*CONSIGNES*.
1. Reproduisez le passage de l'extrait qui commence à « # Skin Mac pour » et se termine à « celle d'un Mac. ».
2. Résumez en deux phrases le fil de discussion sur le skin Mac pour PC.

*EXTRAIT*.
- - - - - - -

# Skin Mac pour PC



## oohTONY (15 Février 2006)

Bonjour,
Je sais pas si mon sujet à été posté au bon endroit :

Donc voilà, je vais acheter un Mac dans 4 mois un peu près et en attendant je voudrais trouver un Skin qui transforme l'apparence de mon PC en celle d'un Mac.

Je voudrais savoir si un tel truc ralentit beaucoup l'ordi ? Si il y a un risque pour l'ordi ? Si on peut l'enlever facilement et pour finir si vous connaîtriez pas un Skin bien ?

Merci de votre aide, à bientôt


----------



## le_magi61 (15 Février 2006)

Bonjour, 
regardes du coté du forum "customisation" et plus particulierement ce fil : http://forums.macg.co/vbulletin/showthread.php?t=109496


----------



## oohTONY (15 Février 2006)

Re :
J'ai fait une recherche et j'ai enfin trouvé un truc qui à l'aire vraiment génial !!!
Seul hic, il fait 30Mo et en bas débit (56k) sa met 3 heures mais tampis le résultat à l'aire superbe et j'ai craqué !
Le logicièl de Skin pour transformer son PC en un véritable Mac est : WinOSX 2 !


http://www.winosx.com/ < le site

Captures d'écran :










_J'ai bien tappé le texte comme ça si quelqu'un fait une recherche il tombera ici_

je vous dirrais si c'est bien ce soir (le temps que sa télécharge...)


----------



## ultra' (15 Février 2006)

http://ieub.free.fr/index.php c'est le top


----------



## DarkAdri (27 Avril 2008)

Salut tt lmonde !

J'ai été sur le site http://ieub.free.fr/index.php que t'avais dis, _ultra' _, mais comment on fait pour "installer" les icones téléchargées ? Dans quel dossier (répertoire) ? Merci de ta réponse mm si je pose cette question très tard ! lol

a+


----------



## well_not (10 Juin 2008)

bonsoir,
je souhaite installer winosx sur mon pc. je voudrai savoir si ça modifie mes programmes, mes documents et si, je peux a n'importe quel moment le désinstaller comme un logiciel habituel ? parce que les mac, j'adore ça, mais j'ai pas encore tout à fait les moyens :rose:.

Merci


----------



## Membre supprimé 2 (11 Juin 2008)

Bienvenue Well-Not,

Je ne connais pas le monde PC, cependant, un bon début si tu parles Anglais, c'est Win Customize. Tu peux également regarder sur Deviantart, comme sur ce Screenshot PC ou celui-là, ou l'apparence est très proche de la pomme. Dans la description tu as le noms des softs avec les liens.

- - - - - - -

*JEU DE DONNÉES*.
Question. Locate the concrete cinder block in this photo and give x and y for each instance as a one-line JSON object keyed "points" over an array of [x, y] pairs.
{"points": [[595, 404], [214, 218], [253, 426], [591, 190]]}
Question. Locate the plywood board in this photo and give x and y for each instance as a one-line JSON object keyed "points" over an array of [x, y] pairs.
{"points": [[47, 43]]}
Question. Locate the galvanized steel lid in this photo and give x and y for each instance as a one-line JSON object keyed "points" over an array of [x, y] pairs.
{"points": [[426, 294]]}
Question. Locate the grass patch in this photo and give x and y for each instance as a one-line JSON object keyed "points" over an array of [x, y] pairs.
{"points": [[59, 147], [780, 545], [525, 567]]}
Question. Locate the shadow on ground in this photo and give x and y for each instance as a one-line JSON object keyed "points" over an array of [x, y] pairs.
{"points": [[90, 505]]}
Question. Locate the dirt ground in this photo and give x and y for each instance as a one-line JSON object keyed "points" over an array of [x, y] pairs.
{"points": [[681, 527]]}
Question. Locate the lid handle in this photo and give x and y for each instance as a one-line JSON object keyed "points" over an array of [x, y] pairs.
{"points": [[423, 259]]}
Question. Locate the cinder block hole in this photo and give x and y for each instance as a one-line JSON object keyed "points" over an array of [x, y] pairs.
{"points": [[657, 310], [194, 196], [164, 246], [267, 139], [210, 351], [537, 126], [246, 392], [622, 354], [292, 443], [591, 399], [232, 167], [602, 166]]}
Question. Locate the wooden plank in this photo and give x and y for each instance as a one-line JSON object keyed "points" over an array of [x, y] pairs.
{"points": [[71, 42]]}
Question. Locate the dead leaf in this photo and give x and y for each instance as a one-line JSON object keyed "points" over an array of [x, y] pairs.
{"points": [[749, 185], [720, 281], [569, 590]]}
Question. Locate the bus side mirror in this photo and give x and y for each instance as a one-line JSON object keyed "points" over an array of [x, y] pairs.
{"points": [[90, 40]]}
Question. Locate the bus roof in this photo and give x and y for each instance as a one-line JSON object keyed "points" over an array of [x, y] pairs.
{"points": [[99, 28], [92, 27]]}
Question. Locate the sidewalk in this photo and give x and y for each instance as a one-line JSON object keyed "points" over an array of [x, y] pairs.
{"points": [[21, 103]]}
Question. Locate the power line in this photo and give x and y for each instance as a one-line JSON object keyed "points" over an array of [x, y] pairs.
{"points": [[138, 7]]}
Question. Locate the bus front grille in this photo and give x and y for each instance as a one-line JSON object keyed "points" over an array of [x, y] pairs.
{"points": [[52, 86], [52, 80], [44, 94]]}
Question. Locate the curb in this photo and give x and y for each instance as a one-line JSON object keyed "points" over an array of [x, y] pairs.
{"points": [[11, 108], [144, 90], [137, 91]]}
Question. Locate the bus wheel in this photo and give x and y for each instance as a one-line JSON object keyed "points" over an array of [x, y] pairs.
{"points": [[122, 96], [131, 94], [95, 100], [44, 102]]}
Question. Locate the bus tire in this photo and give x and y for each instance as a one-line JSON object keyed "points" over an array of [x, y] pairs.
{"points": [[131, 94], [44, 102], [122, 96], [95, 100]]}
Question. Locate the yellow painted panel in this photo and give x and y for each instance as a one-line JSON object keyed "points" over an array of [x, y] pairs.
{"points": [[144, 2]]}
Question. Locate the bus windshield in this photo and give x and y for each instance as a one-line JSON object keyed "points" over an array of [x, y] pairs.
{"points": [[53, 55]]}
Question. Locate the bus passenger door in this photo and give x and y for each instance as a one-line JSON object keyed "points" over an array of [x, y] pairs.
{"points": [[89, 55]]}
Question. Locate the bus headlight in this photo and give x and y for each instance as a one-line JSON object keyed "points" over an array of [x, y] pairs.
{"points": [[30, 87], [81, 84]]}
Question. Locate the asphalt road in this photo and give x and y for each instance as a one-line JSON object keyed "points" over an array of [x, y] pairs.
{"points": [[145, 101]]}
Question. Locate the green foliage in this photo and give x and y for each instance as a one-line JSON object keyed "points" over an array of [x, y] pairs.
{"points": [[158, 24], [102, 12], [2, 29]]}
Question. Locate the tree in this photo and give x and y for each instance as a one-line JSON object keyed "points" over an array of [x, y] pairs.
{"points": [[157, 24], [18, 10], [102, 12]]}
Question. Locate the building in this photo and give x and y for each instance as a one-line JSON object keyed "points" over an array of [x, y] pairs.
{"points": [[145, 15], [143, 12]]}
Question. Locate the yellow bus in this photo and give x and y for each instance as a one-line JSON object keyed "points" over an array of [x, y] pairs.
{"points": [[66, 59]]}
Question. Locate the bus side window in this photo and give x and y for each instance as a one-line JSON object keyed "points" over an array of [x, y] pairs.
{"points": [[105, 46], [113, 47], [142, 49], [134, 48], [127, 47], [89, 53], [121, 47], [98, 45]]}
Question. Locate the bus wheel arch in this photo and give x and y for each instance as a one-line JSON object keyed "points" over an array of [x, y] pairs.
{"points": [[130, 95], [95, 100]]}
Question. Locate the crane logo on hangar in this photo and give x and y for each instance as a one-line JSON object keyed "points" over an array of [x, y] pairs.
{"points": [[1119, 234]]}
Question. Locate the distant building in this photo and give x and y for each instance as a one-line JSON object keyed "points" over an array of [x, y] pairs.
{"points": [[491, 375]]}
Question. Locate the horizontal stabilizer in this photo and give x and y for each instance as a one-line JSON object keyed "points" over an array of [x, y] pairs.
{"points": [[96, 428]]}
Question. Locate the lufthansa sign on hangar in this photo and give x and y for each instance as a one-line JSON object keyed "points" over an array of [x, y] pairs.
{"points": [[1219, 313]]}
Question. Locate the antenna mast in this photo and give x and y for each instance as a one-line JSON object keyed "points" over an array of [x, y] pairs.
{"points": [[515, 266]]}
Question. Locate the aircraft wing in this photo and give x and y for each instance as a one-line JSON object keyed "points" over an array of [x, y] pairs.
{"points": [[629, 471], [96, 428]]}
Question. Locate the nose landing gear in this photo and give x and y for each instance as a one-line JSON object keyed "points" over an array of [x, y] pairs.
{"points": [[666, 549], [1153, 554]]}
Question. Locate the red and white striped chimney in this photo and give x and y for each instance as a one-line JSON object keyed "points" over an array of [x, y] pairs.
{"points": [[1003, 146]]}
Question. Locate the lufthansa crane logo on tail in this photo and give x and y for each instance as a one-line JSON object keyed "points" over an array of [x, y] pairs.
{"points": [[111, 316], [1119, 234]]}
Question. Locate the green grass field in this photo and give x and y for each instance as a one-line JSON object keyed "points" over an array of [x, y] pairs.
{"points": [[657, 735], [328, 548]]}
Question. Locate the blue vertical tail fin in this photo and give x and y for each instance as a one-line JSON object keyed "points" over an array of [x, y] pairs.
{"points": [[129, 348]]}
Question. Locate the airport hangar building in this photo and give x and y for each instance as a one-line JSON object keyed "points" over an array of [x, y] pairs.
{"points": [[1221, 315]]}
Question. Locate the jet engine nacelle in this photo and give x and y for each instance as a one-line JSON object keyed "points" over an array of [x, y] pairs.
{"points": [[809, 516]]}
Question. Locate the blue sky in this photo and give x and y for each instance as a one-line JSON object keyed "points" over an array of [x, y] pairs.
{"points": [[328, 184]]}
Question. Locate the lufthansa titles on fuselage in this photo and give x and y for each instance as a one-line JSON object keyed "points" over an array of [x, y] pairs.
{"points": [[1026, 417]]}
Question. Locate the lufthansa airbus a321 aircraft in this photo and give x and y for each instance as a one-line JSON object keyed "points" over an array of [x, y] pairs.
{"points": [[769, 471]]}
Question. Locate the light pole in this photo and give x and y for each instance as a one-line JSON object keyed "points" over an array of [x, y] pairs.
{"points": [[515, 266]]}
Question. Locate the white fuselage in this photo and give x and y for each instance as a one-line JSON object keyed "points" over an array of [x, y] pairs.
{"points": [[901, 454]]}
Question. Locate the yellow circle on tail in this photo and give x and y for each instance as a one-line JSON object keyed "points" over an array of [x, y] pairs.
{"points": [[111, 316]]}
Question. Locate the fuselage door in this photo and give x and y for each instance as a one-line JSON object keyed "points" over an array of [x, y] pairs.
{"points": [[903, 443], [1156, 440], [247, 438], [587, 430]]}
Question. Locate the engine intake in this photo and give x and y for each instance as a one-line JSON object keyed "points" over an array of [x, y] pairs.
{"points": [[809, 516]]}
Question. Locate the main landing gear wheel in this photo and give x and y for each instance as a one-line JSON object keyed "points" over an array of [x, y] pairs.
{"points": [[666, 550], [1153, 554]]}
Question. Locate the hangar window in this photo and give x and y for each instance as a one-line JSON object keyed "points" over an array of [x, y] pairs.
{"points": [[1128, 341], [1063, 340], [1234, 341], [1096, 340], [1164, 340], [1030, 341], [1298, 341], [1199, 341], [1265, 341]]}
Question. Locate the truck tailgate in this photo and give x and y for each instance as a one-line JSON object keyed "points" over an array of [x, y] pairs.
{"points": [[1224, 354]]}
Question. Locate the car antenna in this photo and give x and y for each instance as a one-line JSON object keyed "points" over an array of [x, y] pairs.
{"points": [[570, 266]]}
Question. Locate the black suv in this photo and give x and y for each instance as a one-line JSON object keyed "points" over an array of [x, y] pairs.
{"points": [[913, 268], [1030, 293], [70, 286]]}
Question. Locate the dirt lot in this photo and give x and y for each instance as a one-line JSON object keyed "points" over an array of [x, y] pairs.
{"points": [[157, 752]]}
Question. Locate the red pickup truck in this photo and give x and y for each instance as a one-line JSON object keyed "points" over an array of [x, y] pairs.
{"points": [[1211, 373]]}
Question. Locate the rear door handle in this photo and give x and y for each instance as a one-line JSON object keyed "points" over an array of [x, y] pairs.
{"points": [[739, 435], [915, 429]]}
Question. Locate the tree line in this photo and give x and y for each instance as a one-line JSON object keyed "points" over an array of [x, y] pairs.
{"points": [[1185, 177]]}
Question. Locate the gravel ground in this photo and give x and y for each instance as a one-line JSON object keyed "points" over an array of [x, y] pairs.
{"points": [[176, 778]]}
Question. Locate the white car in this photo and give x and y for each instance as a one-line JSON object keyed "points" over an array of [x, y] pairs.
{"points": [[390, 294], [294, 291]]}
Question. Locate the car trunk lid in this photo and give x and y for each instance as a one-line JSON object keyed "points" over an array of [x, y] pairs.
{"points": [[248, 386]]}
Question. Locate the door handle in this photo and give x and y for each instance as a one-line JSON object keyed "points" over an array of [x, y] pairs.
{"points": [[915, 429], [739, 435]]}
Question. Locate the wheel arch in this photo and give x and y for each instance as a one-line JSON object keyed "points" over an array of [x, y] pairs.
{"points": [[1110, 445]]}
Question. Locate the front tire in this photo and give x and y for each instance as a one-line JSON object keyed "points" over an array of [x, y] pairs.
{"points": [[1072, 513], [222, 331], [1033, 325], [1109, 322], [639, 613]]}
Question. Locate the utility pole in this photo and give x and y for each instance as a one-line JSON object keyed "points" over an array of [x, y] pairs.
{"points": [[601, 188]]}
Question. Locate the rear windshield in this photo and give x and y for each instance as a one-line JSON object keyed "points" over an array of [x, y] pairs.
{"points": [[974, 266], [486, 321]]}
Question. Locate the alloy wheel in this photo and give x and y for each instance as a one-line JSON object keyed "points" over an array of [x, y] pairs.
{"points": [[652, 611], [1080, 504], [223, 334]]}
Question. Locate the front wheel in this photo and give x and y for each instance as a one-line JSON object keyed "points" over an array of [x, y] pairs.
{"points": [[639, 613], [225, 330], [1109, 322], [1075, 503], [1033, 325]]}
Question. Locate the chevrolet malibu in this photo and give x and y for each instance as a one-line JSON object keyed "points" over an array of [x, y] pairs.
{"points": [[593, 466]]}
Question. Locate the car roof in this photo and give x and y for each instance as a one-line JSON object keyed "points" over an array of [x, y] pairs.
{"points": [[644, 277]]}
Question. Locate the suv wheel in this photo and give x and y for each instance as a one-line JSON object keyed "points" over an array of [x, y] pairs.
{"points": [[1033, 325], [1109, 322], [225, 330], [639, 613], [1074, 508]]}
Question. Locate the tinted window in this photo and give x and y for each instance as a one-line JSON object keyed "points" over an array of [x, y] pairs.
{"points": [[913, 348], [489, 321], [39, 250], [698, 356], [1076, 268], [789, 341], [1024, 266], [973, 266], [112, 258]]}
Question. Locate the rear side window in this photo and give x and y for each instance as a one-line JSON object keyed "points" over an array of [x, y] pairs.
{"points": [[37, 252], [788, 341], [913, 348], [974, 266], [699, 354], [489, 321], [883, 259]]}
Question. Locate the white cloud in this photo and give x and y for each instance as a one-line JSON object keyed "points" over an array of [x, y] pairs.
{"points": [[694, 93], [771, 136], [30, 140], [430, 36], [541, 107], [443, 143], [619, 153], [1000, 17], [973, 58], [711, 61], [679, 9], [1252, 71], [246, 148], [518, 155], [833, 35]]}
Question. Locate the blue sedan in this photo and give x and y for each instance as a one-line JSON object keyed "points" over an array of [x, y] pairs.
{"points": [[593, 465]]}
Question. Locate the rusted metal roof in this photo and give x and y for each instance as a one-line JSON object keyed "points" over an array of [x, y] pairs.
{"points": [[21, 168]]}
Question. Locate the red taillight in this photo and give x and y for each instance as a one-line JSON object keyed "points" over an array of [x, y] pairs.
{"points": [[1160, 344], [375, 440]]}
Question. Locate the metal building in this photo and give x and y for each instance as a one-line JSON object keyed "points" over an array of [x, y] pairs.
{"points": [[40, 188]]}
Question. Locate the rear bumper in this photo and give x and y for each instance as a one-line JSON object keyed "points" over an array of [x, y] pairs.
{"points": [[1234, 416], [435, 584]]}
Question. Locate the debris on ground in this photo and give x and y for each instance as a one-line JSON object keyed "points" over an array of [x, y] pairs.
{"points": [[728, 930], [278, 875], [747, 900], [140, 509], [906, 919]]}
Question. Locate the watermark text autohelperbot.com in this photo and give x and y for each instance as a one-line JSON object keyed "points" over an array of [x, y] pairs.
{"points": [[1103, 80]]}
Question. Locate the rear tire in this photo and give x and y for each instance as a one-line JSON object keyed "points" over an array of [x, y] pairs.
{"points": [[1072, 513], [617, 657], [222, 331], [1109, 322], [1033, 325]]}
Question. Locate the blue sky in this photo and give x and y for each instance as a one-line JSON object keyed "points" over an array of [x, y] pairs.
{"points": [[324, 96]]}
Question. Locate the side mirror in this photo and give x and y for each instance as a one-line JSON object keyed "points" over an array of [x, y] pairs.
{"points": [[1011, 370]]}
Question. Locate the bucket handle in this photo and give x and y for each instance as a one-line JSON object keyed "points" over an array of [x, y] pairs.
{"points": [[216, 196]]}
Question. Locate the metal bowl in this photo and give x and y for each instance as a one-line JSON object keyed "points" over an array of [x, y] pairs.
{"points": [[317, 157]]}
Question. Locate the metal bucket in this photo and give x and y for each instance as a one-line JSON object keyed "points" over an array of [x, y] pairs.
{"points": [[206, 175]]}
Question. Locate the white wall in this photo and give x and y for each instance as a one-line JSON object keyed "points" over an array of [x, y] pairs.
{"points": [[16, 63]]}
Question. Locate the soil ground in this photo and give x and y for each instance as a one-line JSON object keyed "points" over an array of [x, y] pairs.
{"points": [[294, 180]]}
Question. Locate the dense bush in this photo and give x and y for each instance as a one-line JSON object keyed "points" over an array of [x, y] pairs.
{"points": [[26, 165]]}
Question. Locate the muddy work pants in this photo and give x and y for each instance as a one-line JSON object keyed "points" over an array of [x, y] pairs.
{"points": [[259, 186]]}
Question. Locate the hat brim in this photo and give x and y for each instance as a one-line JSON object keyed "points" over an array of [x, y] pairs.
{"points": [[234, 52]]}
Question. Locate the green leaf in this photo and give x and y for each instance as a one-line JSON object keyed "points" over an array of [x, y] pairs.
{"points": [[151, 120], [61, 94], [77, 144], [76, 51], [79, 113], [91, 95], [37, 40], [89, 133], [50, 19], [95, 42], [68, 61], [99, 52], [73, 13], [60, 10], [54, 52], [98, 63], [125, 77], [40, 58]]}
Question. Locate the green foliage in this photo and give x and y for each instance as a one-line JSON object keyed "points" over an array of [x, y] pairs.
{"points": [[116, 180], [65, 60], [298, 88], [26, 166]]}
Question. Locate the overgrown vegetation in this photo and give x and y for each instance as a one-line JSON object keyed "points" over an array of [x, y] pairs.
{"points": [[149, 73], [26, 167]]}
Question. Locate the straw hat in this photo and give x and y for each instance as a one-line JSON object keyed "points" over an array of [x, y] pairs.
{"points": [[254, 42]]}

- - - - - - -

*RÉPONSES ATTENDUES*.
1.
# Skin Mac pour PC



## oohTONY (15 Février 2006)

Bonjour,
Je sais pas si mon sujet à été posté au bon endroit :

Donc voilà, je vais acheter un Mac dans 4 mois un peu près et en attendant je voudrais trouver un Skin qui transforme l'apparence de mon PC en celle d'un Mac.

2. Un utilisateur qui compte acheter un Mac dans environ quatre mois cherche un skin qui donne à son PC l'apparence d'un Mac, puis annonce avoir trouvé WinOSX 2, un logiciel de 30 Mo. D'autres membres renvoient vers des forums et des sites de personnalisation, tandis que deux participants demandent comment installer les icônes téléchargées et si WinOSX modifie les programmes et documents ou peut être désinstallé à tout moment.